I'm not the arbiter of the mechanics of internal bodily conscious experience, however, so, grains of salt and all that ¯\_(ツ)_/¯
So true. And in fact I would argue that it is more often than not the opposite (they apply logic to things that are not, in fact, at all straightforward logical - like biology)
OTOH, if "simple logic" (or, often enough, thinking from first principles) seems solid, and no one seems able to point out a specific error in logic or a specific faulty assumption, and all the criticism boils down to "smart people write smart papers on this therefore you know nothing therefore you are wrong" - I'll put my bet on the "simple logic".
Before the Snowden leaks, it was generally considered to be a conspiracy theory, that the NSA hacks allmost everyone, ignoring any law.
But to technical people, it was a sound theory, that proofed out to be right.
That's the difference between a theory that lizard people invented Covid, or that Kubrick shot the moon landing.
Those theories fall apart very quickly, if you apply logic.
So I am no fan of appeal to authority arguments. If the experts are real experts, then they can use logic, to simply show where the layperson's arguments are flawed, where it is missing context or deep understanding of the field and point in the right direction. But if they cannot - then maybe the layperson has a point.
• • •
Task brief ▸ Continue the discussion of simple logic versus appeals to authority, starting right after its last sentence.

Data section ▸
• • •
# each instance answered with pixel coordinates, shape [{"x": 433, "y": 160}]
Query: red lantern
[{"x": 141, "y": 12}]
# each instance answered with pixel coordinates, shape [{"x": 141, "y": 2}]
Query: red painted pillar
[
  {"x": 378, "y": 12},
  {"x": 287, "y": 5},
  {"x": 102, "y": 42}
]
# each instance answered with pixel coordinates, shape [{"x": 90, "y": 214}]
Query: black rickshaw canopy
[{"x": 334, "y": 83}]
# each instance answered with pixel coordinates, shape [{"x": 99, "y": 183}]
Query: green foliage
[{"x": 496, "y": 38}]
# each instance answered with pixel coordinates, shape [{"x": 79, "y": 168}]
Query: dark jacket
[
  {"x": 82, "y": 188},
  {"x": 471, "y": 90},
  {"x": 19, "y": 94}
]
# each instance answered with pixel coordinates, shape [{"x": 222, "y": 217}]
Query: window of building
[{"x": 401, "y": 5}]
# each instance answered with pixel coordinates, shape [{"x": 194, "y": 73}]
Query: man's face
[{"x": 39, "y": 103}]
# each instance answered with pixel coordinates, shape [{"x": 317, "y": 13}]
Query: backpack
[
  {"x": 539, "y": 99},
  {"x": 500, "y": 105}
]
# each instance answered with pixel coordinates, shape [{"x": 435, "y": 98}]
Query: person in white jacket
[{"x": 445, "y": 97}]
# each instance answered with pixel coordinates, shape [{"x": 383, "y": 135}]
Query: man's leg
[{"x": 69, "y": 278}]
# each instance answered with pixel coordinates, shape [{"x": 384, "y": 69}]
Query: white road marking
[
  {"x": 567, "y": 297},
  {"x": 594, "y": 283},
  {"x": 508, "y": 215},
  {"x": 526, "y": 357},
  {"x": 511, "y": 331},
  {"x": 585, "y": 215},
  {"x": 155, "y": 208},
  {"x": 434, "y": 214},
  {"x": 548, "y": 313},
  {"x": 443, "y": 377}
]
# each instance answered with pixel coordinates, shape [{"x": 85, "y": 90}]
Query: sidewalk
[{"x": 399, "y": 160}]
• • •
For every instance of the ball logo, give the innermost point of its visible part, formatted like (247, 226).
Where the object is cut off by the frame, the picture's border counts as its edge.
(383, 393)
• • •
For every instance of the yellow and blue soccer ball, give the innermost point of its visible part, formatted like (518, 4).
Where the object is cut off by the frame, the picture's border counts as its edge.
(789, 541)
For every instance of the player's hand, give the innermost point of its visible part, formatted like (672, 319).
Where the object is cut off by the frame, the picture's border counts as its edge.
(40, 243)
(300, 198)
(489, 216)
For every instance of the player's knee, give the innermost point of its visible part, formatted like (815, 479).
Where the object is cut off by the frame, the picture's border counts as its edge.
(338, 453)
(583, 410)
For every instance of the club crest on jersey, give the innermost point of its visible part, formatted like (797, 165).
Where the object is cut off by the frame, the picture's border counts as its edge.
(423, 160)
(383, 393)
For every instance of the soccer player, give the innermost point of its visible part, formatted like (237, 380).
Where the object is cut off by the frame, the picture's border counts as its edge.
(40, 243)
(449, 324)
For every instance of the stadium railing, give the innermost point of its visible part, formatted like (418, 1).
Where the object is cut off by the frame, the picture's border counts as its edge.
• • •
Result ▸
Conspiracy theories make several bad assumptions that are easy to spot once you know what they are. Sure, that's knowledge, but arguably generic one.
What I'm saying is, "you don't know a thing 'cause it's not your field" is a good heuristic in absence of any extra information, but if the logic is sound, the author seems to have high generic skills in reasoning/logic/rationality and good model of the world, and no one closer to the field is raising any specific objections, then that heuristic breaks down, as it's becoming more likely that the author got the gist of it right.
I wouldnt rely nor use this approach at all, it is not only dangerous but feels useless
>logic is sound, the author seems to have high generic skills in reasoning/logic/rationality and good model of the world
What is good model of the world? The one that is coherent with yours?
Ive witnesses too many stupid ideas based on this "sounds logically" that Im fully against suggestions like this
But there is solution!
Just put effort into learning your stuff, so you aint gonna have to make a guess and waste time convincing yourself how rational your "not so educated guess" may sound
I think you two are collectively very close to describing “science”. It’s good to acknowledge what we don’t definitively know, but generating testable hypothesis or theories based on experiences and known phenomena is an important step.
There are topics we don’t know the truth on, so we have to theorize. For instance, dark matter, or origins of Covid, or evolution, even. We could throw our hands in the air and say “we don’t know anything”, but part of coming into knowledge is taking an educated guess on the answer, testing it, and being right or wrong. From there, we recalibrate.
The problem comes when people dogmatically defend their old, disproven hypotheses in the face of insurmountable evidence. Not situations where people have valid critiques or are skeptical, but situations which are pretty open-and-shut. For instance, flat earth has always seemed to me to be a very obviously wrong theory.